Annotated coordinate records
───

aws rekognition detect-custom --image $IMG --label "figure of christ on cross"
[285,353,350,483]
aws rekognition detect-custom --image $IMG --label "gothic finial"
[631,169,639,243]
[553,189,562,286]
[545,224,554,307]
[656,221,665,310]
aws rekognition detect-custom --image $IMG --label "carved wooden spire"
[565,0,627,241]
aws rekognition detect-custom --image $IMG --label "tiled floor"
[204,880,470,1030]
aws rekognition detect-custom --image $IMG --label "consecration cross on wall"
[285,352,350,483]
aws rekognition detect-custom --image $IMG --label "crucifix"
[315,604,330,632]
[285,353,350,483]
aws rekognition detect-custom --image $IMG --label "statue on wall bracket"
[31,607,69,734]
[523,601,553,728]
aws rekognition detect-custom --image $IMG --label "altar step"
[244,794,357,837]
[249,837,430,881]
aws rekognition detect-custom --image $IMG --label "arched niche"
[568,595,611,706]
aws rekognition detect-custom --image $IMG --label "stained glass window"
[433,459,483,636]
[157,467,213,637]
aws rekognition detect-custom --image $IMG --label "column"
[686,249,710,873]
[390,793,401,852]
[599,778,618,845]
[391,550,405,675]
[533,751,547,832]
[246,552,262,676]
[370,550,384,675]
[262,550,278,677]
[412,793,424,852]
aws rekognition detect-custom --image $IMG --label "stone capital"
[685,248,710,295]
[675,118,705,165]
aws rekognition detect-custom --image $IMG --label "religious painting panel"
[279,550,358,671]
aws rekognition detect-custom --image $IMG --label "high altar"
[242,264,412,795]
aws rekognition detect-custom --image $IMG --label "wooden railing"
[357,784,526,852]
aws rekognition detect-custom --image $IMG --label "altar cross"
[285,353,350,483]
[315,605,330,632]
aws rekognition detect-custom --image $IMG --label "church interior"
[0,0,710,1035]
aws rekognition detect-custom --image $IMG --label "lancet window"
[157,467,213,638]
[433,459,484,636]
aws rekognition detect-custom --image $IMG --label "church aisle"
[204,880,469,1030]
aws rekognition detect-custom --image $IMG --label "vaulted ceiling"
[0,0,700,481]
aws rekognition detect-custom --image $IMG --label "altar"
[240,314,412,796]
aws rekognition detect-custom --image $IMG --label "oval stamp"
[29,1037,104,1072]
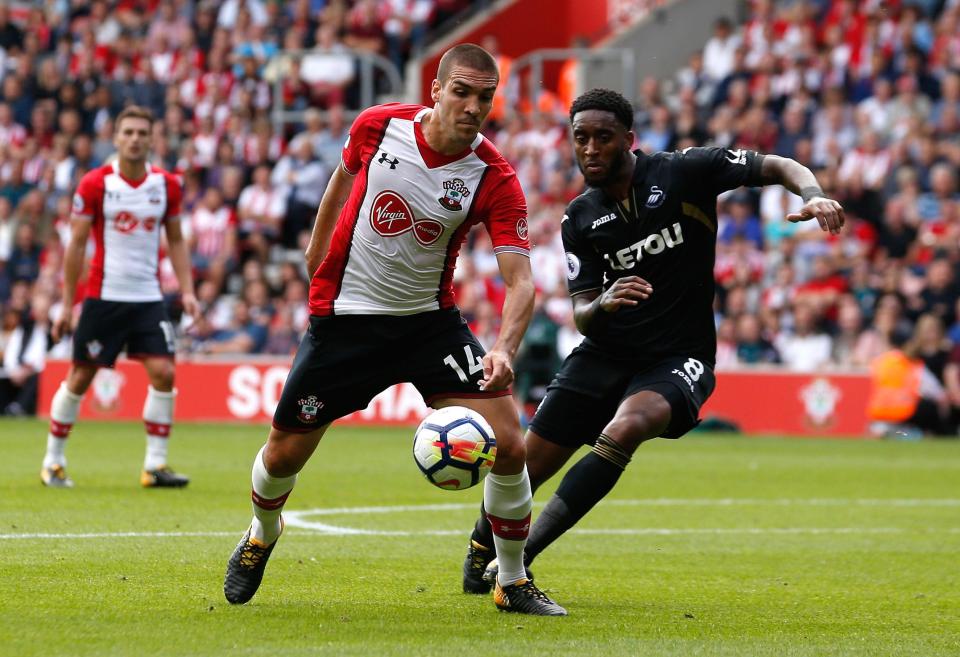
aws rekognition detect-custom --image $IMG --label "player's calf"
[463,539,496,594]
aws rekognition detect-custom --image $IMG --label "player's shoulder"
[563,187,603,225]
[354,103,424,125]
[473,134,516,175]
[80,164,113,187]
[150,164,180,187]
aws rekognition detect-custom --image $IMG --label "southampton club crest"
[437,178,470,212]
[87,340,103,360]
[297,395,323,424]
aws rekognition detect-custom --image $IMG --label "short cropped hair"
[114,105,154,129]
[437,43,500,84]
[570,89,633,130]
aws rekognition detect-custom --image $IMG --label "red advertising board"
[39,360,869,437]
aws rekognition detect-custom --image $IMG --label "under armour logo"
[377,151,400,169]
[727,148,747,164]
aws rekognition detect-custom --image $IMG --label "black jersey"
[561,148,763,366]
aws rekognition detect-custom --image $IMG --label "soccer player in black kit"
[463,89,844,593]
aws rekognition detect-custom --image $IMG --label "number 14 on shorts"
[443,345,483,383]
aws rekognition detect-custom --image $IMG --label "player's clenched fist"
[787,196,844,235]
[50,304,73,342]
[600,276,653,313]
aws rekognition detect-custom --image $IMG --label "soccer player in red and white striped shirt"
[224,44,566,616]
[40,106,199,488]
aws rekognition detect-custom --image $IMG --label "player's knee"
[67,366,97,395]
[150,362,175,392]
[263,441,303,477]
[497,427,527,471]
[604,400,670,453]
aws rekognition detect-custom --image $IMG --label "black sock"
[470,502,493,550]
[524,452,623,564]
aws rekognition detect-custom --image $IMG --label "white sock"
[43,381,83,468]
[483,467,533,586]
[250,445,297,545]
[143,385,177,470]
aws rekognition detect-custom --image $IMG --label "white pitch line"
[0,521,924,540]
[0,531,239,540]
[0,498,960,540]
[276,497,960,517]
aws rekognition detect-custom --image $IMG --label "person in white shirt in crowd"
[270,139,330,248]
[774,304,833,372]
[237,164,287,262]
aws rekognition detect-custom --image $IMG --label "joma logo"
[590,212,617,229]
[603,222,683,271]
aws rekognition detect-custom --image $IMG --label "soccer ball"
[413,406,497,490]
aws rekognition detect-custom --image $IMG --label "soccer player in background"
[463,89,844,593]
[223,44,566,615]
[40,106,199,488]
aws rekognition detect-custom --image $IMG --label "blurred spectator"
[703,17,740,82]
[774,303,832,372]
[270,139,330,247]
[237,164,286,262]
[0,296,50,416]
[736,314,780,365]
[7,222,42,283]
[184,187,237,290]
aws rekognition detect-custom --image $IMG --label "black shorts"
[530,346,716,447]
[273,310,510,433]
[73,299,176,367]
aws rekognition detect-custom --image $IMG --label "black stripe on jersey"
[328,118,393,315]
[437,165,490,310]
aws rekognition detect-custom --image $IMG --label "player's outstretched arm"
[164,219,200,321]
[304,165,354,278]
[573,276,653,335]
[50,217,90,342]
[480,253,535,390]
[760,155,844,235]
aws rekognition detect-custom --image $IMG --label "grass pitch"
[0,421,960,657]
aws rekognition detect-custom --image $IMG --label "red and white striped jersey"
[310,103,530,315]
[72,163,181,301]
[183,203,237,258]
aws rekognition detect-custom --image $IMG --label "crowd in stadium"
[0,0,960,413]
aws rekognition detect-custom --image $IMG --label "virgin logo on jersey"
[113,212,157,234]
[370,190,443,246]
[603,222,683,271]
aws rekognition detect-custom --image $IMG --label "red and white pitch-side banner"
[39,360,870,437]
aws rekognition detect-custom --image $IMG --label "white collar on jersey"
[413,107,484,151]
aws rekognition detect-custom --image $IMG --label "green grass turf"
[0,421,960,657]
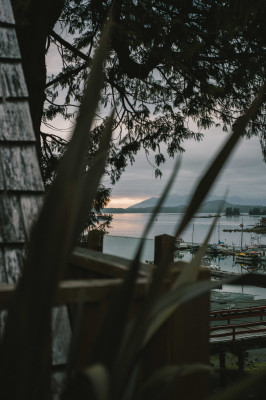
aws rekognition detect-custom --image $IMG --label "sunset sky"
[45,43,266,208]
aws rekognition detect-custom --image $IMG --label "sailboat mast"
[240,218,244,251]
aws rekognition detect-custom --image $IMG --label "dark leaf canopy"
[44,0,266,180]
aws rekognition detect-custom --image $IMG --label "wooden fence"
[0,237,209,400]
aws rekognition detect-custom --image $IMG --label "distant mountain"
[127,194,266,212]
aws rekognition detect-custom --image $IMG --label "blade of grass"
[89,159,180,369]
[209,369,266,400]
[136,363,211,400]
[138,79,266,332]
[173,211,220,289]
[143,279,229,347]
[176,83,266,236]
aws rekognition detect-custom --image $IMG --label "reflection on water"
[109,213,266,247]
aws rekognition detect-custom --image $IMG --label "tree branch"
[45,62,88,89]
[50,31,91,62]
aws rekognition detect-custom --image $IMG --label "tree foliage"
[40,0,266,181]
[13,0,266,220]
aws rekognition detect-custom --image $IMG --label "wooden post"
[237,349,245,374]
[88,229,104,253]
[219,351,226,387]
[143,262,209,400]
[154,234,175,265]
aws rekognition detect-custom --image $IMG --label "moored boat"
[235,251,260,264]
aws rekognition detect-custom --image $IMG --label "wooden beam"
[0,278,148,310]
[69,247,148,278]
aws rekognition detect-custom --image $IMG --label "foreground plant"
[0,11,266,400]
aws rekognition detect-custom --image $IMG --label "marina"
[103,213,266,300]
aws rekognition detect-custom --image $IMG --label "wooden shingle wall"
[0,0,70,378]
[0,0,44,283]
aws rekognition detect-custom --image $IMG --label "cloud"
[108,129,266,208]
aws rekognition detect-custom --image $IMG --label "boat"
[175,237,191,250]
[201,256,221,271]
[235,250,260,264]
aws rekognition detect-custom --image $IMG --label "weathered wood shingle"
[0,0,70,372]
[0,0,44,283]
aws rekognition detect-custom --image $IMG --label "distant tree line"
[249,207,266,215]
[225,207,240,215]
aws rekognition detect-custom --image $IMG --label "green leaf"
[175,83,266,237]
[172,212,219,289]
[143,279,229,346]
[90,160,180,370]
[209,369,266,400]
[137,363,211,398]
[0,22,111,400]
[83,364,110,400]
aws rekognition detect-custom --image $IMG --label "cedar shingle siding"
[0,0,44,283]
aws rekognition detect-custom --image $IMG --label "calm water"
[103,214,266,299]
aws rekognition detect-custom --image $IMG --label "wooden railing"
[210,306,266,324]
[210,321,266,343]
[0,235,209,400]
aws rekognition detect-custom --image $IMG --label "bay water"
[103,213,266,299]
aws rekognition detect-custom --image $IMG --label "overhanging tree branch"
[50,31,91,62]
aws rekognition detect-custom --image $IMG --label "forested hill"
[102,200,263,214]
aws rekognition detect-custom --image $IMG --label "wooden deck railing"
[210,306,266,324]
[0,233,209,400]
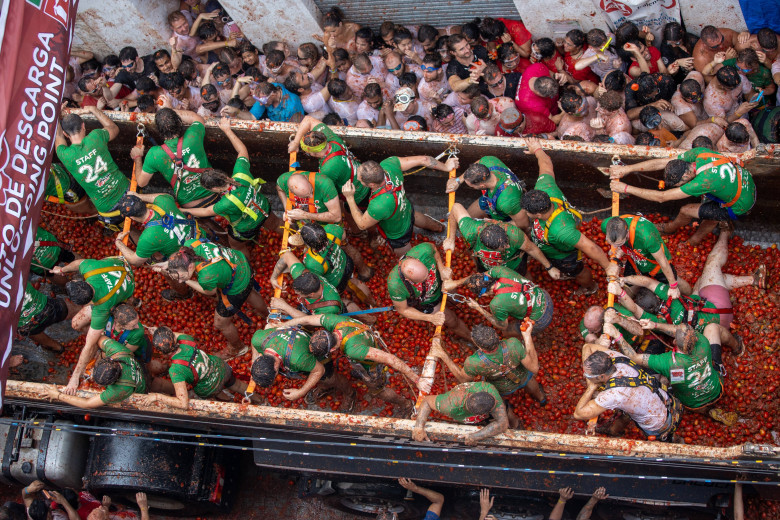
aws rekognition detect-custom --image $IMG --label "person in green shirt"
[610,147,756,246]
[387,242,471,341]
[412,382,509,445]
[601,215,692,298]
[165,239,268,359]
[52,256,135,395]
[54,106,130,232]
[251,327,324,401]
[284,314,431,416]
[430,325,547,429]
[620,320,739,426]
[442,202,561,280]
[46,337,149,408]
[136,108,219,208]
[141,327,260,410]
[16,282,81,352]
[522,137,617,295]
[341,155,459,258]
[446,155,529,229]
[184,117,283,259]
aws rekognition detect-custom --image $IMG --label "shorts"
[336,255,355,294]
[548,251,585,278]
[699,200,736,222]
[19,297,68,336]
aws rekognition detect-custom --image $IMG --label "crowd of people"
[18,1,780,476]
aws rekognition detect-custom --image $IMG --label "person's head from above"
[479,16,511,43]
[563,29,587,54]
[152,49,176,74]
[200,83,222,113]
[691,135,715,150]
[119,47,144,73]
[598,90,623,114]
[168,11,190,36]
[582,350,617,383]
[531,38,555,61]
[152,326,176,356]
[355,27,374,54]
[471,95,493,121]
[402,116,428,132]
[417,24,439,52]
[160,71,188,99]
[674,325,698,354]
[715,65,742,92]
[385,51,405,78]
[582,304,608,334]
[639,105,664,130]
[298,42,320,70]
[447,34,474,64]
[292,271,323,298]
[326,79,354,101]
[700,25,731,52]
[520,190,553,218]
[420,52,444,83]
[393,87,417,115]
[561,89,589,117]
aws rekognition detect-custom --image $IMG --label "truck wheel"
[85,421,241,516]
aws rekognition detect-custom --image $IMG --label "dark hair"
[60,114,84,135]
[471,325,501,352]
[65,280,95,305]
[691,135,715,150]
[92,359,122,386]
[119,47,138,61]
[292,271,322,295]
[520,190,552,215]
[726,121,750,144]
[152,326,176,356]
[479,224,509,251]
[154,108,184,140]
[252,354,276,388]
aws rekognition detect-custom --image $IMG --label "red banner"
[0,0,78,404]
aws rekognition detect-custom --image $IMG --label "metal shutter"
[314,0,520,29]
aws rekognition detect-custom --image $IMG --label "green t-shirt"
[79,256,135,331]
[531,175,582,259]
[303,224,347,287]
[17,282,48,329]
[184,239,252,295]
[643,283,720,332]
[57,128,130,213]
[135,194,201,258]
[463,338,528,395]
[30,226,62,276]
[276,171,339,213]
[387,242,442,306]
[436,382,504,424]
[290,264,344,314]
[214,157,271,233]
[143,121,212,206]
[677,148,756,215]
[368,157,414,239]
[312,123,369,202]
[601,215,672,274]
[168,334,228,397]
[100,339,147,404]
[252,328,317,373]
[485,266,545,322]
[320,314,375,366]
[458,217,525,269]
[477,155,523,222]
[647,333,721,408]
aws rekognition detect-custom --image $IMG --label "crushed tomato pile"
[30,203,780,446]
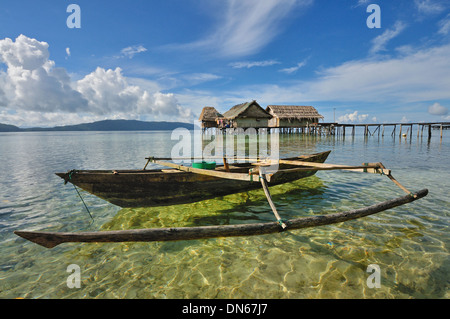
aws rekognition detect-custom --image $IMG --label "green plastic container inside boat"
[192,161,216,169]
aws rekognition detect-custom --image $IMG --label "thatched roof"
[223,101,272,120]
[266,105,323,120]
[199,106,223,122]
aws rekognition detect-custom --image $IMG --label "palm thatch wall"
[223,100,272,128]
[199,106,223,128]
[266,105,323,127]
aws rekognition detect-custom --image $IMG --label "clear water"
[0,131,450,299]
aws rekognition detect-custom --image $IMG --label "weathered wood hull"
[56,151,330,207]
[14,189,428,248]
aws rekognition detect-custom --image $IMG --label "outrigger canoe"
[14,151,428,248]
[56,151,330,207]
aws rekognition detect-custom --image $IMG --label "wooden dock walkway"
[204,122,450,139]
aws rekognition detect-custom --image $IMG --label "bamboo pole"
[259,171,287,229]
[152,159,253,182]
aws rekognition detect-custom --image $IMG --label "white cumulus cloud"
[370,21,406,54]
[428,102,448,115]
[338,111,369,123]
[0,35,192,125]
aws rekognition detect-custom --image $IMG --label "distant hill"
[0,120,194,132]
[0,123,20,132]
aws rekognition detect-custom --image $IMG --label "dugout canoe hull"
[56,151,331,207]
[14,189,428,248]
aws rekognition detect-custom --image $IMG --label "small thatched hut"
[266,105,323,127]
[222,100,272,128]
[199,106,223,129]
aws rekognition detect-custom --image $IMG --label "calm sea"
[0,131,450,299]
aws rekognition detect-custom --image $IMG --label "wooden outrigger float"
[14,151,428,248]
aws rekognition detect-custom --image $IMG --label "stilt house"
[266,105,323,128]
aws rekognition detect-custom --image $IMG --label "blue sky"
[0,0,450,127]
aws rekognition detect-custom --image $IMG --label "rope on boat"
[64,169,94,222]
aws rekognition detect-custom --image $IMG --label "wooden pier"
[335,122,450,139]
[206,122,450,139]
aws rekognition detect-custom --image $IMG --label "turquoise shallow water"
[0,131,450,299]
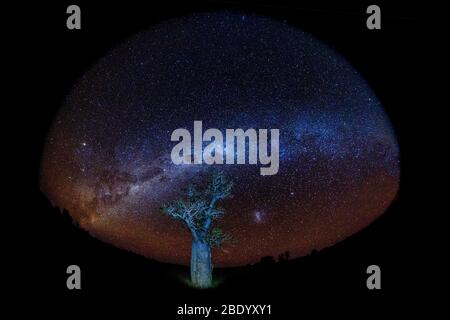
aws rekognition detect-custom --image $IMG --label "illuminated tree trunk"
[191,240,212,288]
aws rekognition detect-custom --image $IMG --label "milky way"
[41,12,399,266]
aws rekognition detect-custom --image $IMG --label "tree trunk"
[191,240,212,288]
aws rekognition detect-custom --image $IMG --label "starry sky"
[41,12,400,266]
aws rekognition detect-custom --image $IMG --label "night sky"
[41,12,400,266]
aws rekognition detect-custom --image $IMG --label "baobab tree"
[163,171,233,288]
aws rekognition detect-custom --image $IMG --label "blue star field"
[41,12,400,266]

───

• The request: Pull out every line in the records that contains the string "blue".

• Expected output:
aws rekognition detect-custom --image $IMG --label "blue sky"
aws rekognition detect-custom --image $IMG --label "blue star field"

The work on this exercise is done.